**Exercise**
Copy the data below word for word, keeping every line as it stands.

**Materials provided**
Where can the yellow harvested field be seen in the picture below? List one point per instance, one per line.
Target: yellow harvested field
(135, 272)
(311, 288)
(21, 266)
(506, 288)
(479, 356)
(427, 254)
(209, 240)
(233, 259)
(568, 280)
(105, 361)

**Correct result**
Where can the yellow harvested field be seen in the picture below? List one point per instance, one per line.
Target: yellow harvested field
(135, 272)
(311, 288)
(21, 266)
(506, 288)
(479, 356)
(427, 254)
(209, 240)
(233, 259)
(568, 280)
(105, 361)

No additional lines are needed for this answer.